(Location identification entries)
········
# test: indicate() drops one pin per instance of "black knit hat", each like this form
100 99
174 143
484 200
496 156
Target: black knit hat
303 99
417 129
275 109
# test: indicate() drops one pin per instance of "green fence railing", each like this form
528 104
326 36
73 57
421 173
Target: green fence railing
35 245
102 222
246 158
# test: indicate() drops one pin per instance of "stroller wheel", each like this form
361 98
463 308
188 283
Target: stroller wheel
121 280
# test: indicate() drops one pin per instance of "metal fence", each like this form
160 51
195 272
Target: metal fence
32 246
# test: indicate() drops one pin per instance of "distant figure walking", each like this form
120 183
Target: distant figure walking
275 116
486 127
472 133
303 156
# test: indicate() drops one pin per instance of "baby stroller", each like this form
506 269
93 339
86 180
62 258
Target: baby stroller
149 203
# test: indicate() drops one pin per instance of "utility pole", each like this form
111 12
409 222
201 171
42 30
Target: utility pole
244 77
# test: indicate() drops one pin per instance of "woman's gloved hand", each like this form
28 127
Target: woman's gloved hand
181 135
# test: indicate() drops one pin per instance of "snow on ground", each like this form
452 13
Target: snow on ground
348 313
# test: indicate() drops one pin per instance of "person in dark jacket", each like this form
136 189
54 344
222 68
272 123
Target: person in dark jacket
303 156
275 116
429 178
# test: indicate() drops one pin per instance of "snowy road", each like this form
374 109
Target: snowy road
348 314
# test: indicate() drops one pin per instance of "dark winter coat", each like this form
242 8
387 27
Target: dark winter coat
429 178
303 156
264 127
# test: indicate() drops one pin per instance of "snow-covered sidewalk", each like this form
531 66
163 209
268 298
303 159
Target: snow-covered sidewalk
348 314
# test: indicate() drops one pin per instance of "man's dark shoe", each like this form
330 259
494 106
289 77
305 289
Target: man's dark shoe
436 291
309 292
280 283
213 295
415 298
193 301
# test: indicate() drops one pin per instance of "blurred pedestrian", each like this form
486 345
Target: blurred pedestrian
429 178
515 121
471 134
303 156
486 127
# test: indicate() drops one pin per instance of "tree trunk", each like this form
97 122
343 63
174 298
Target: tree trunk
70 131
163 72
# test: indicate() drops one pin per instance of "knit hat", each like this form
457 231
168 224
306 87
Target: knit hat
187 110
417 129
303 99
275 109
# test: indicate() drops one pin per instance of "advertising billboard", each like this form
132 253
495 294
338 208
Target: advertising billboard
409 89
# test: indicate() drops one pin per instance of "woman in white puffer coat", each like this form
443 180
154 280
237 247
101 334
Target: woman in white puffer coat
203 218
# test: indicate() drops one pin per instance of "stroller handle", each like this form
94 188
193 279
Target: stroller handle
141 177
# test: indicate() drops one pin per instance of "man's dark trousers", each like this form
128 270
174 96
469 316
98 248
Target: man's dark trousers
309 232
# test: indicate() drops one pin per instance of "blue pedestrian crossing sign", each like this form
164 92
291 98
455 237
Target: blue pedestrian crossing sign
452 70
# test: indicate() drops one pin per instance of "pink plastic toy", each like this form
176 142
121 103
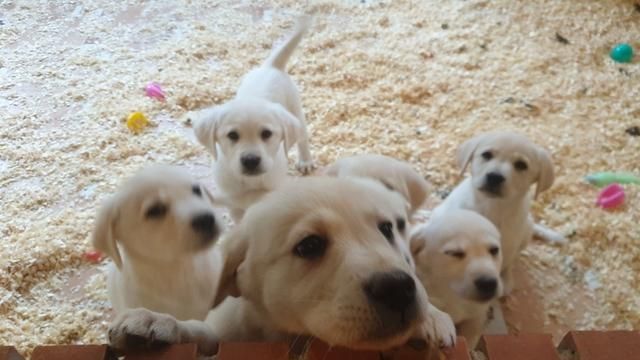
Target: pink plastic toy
154 90
93 256
611 196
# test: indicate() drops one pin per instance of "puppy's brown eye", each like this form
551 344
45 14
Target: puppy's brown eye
388 186
459 254
233 136
266 134
311 247
156 211
520 165
386 228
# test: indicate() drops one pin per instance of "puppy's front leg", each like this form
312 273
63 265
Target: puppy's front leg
472 329
142 328
305 162
438 328
507 280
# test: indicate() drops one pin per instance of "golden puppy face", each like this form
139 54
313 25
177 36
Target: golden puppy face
160 214
394 174
324 258
248 132
460 249
505 165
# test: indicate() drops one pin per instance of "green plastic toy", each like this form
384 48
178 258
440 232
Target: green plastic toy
622 53
605 178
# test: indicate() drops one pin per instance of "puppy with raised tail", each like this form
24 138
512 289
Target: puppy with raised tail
320 258
250 136
159 229
394 174
458 260
504 165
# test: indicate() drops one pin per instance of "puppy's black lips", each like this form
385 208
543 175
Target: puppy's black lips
491 192
208 240
483 298
252 172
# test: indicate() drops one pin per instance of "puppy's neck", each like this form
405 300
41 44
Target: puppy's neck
146 268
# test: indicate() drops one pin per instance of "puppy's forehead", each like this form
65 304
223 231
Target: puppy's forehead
464 226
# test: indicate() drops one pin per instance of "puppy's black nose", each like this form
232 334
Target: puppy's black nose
396 290
250 162
204 224
486 286
494 179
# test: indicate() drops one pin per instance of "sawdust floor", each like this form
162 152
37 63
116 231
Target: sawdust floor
407 79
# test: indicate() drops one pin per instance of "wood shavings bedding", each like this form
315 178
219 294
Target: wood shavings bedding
409 79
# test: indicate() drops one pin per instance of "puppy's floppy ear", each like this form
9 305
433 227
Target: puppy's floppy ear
205 126
466 151
234 252
545 176
291 127
103 237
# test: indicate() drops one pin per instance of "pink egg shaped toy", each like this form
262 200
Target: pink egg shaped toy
611 196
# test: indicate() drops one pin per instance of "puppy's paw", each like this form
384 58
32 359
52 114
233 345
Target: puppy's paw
141 328
305 167
507 282
438 328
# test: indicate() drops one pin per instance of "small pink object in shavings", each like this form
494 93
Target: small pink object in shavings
93 256
154 90
611 196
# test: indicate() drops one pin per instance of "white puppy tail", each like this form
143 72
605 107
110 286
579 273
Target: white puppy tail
279 57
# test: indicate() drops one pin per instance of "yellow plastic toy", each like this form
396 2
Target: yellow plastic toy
136 122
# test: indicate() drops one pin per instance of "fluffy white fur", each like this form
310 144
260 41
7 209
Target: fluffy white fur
396 175
306 261
520 164
158 231
257 128
458 260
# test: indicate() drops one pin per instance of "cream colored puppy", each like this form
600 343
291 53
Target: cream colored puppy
320 258
396 175
158 230
503 166
250 135
458 260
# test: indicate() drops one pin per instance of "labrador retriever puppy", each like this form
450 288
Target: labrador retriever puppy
458 260
321 259
250 136
504 165
396 175
159 229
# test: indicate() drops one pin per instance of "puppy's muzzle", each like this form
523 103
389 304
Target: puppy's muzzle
493 183
486 287
205 225
393 296
250 164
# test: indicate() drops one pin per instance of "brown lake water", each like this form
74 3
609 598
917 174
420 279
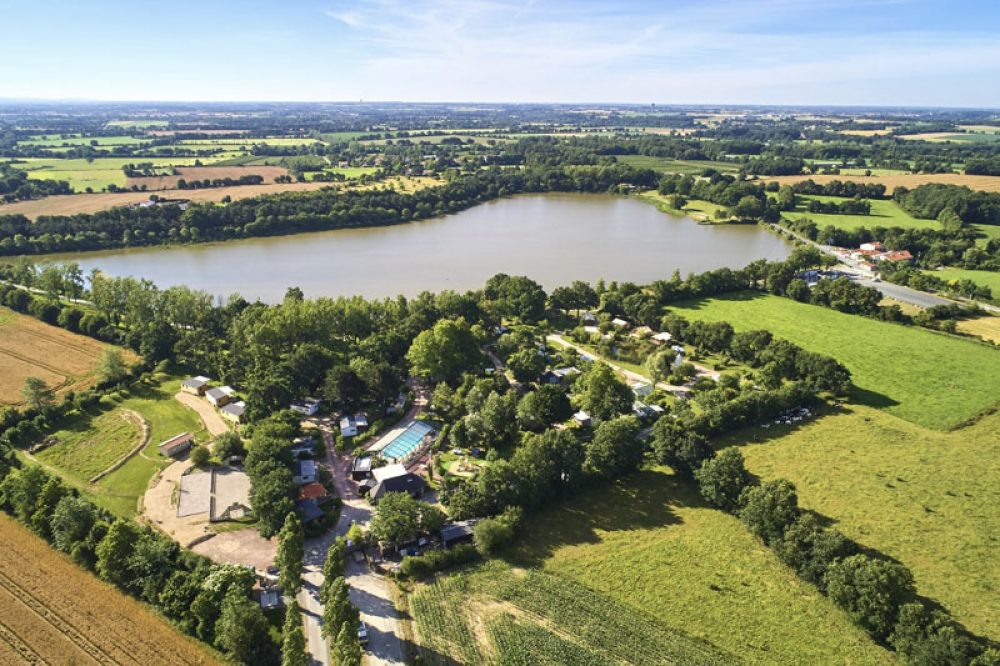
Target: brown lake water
552 238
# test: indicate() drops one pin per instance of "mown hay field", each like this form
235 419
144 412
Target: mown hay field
51 611
650 544
929 499
912 180
932 379
75 204
30 348
268 173
884 213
········
Take the data above and repeat it exactly, leaving each picture out.

# test: indicate() drops one pin per instance of "black knit hat", each like this form
100 99
174 143
484 200
496 156
Target: black knit hat
303 99
417 129
275 109
# test: indicate() drops one pin per instance of "green fence railing", each like this form
528 104
326 36
73 57
421 173
Target: green fence railing
35 245
102 222
246 158
# test: indicate() drops one pin per instance of "stroller wheel", each like this form
361 98
463 308
188 283
Target: stroller wheel
121 280
# test: indicate() drops one pin per instance of "metal fence", each like this form
160 51
195 272
Target: metal fence
32 246
# test: indicate() drops one pin per instance of "distant figure walking", each like this form
120 183
Target: distant figure walking
275 116
486 127
472 133
303 156
# test: indicate() drops one pin per instance of "baby stroller", each like this form
506 269
93 339
86 180
62 258
Target: baby stroller
149 203
# test: indicate() drops one pin per instance of "utility pole", each like this form
111 12
409 222
201 171
42 30
Target: utility pole
244 77
# test: indicate() drops one pin per instance of "woman's gloved hand", each like this form
28 127
Target: woman's gloved hand
181 135
# test: indicate() drops one pin per instance of "snow on ground", each like this form
452 13
Target: snow on ground
348 313
# test: indicate() drops one pin per instance of "person in dark jacket", each like this form
136 189
54 344
222 68
272 123
Target: person in dark jacket
303 156
275 116
429 178
# test: indicate() drops one pin per instance of "snowy road", each like this form
374 109
Target: snowy road
348 314
# test: indicate() drops one pin per instance of "dark winter coat", each like this form
242 8
387 27
Target: dark winter coat
429 178
303 156
264 127
# test: indicate() drops one pin per instance of "snow-covered sidewalk", each like this form
531 66
163 209
268 298
303 159
Target: snow-covered sidewalk
348 314
# test: indicate() drops one pin per instance of "man's dark shoe", each like this form
330 259
494 106
289 77
305 289
Target: man's dark shoe
436 291
309 292
280 283
213 295
415 298
193 301
# test: indicate() drops one pin per instance of "blurred pedestrian", each like this form
486 345
Target: blurred pedestrian
429 178
515 121
471 134
303 156
486 127
# test: indicate() drops one pin per instance of "tree trunk", each like this form
97 122
343 63
174 298
Target: tree trunk
70 131
163 72
# test: indicate() drops one pin per instance of "knit hat", each like this form
457 231
168 224
306 87
Target: knit hat
187 110
417 129
303 99
275 109
# test: indicate() drops one pin per instance of "advertising billboard", each like this form
132 253
495 294
338 208
Target: advertising billboard
409 89
# test: indicate() drops one pin per instance of "woman in white puffer coat", each like this form
443 180
154 280
237 247
101 334
Target: woman in white puffer coat
203 218
# test: indicate() drops one pin per instance of "stroller handle", each like this form
94 188
193 279
Target: stroller handle
141 177
# test: indicate() drops one pin per instance of "man's dark trousers", each like this form
128 270
174 96
469 316
98 248
Target: man's dark trousers
309 232
# test: indicate() drops one pin per instance of "blue pedestrian crossing sign", each like this form
164 92
291 98
455 237
Target: blue pedestrian crossing sign
452 70
# test: indicate() drops one pin per instance of "pink plastic toy", each like this form
176 142
121 103
Target: pink plastic toy
154 90
93 256
611 196
# test: indicate() drops one pin per instance of "puppy's brown eye", each like this form
551 344
45 14
Target: puppy's brown eye
388 186
459 254
233 136
266 134
311 247
156 211
520 165
386 228
# test: indicate() drops one pin per instance of "puppy's front leg", each like this form
312 273
63 265
Target: puppy's front leg
472 329
142 328
305 162
438 328
507 280
# test: indicate() drops one pin per instance of "golden puppy face", each like this form
139 54
313 25
177 36
Target: golden puppy face
160 214
394 174
324 258
248 132
460 249
505 165
# test: indicate() drops one pin per instance of "green plastic toy", each like this form
384 48
178 258
440 232
Target: green plastic toy
622 53
605 178
# test: indicate() drops one pin per instance of "puppy with raised tail", each like this form
24 138
512 289
Target: puppy with raised tail
320 258
250 136
159 229
394 174
458 260
504 165
# test: indicate() drops one pin per instance of "puppy's black lips", each like this form
385 208
543 175
Target: puppy's black lips
491 192
208 240
483 298
252 172
# test: indicate() drops one pin per instance of "puppy's neck", each like this form
405 300
41 44
Target: puppy's neck
146 268
# test: indicate() drops one pin per instance of "puppy's forehead", each like this form
65 304
223 231
Target: puppy's forehead
464 226
# test: indicate() drops one pin per instance of "puppy's black nose", each like this form
232 334
Target: puppy's black nose
396 290
250 162
204 224
486 286
494 179
# test: indicate() drops one pin per instance of "sawdust floor", each like this form
162 152
37 63
116 231
Target: sawdust floor
407 79
# test: indicate() drops one pin per instance of "wood shavings bedding", each like this form
315 178
219 294
Target: wood shavings bedding
409 79
# test: indicate() drops one pin per instance of "puppy's floppy ear", each like this form
9 305
433 227
Target: puppy's floppy ear
205 126
466 151
234 252
545 176
291 127
103 237
# test: indicate() drops one pin per instance of "pink egg shaped toy", each like this form
262 200
Target: pink egg shaped toy
611 196
# test: indicate() drops one pin per instance of "puppy's paw", each like this form
384 58
32 359
52 114
233 345
Target: puppy's paw
141 328
305 167
507 282
438 328
# test: indicate() drops one pin per instance of "small pink object in shavings", each like this form
494 93
Target: small pink object in shavings
93 256
154 90
611 196
# test: indicate() drops one pin per instance of "white puppy tail", each like this form
143 72
605 107
110 286
579 273
Target: white puppy tail
279 57
# test: indicate() drops one pin per instance of "yellow plastic toy", each like this form
396 2
Target: yellow plastic toy
136 122
# test: indicate() drops one pin per instance of "fluffy white fur", each like this form
310 144
260 41
7 209
Target: fluffy white fur
396 175
306 261
520 164
158 231
257 128
458 260
# test: indicate() drops one pin per instance of "cream colored puppy", each like this form
600 343
291 53
Target: cream colored puppy
320 258
396 175
158 230
503 166
250 135
458 260
# test: indicate() drops one pin per instance of "labrador retriever puppy", each like this form
450 288
Target: labrador retriever puppy
458 260
321 259
250 136
504 165
396 175
159 229
# test: indicate() drops one pin per instance of "puppy's muzzle", each like this form
523 103
389 304
Target: puppy's muzzle
493 183
486 287
205 225
393 296
250 164
# test: indicate() drops one pin per instance of "brown lake water", each like this form
74 3
609 598
917 174
420 279
Target: brown lake water
552 238
# test: indicate() drops one pin per instance of "mown hay field", each like this form
235 419
144 412
Target: mown hay field
51 611
650 544
929 499
912 180
932 379
75 204
30 348
268 173
884 213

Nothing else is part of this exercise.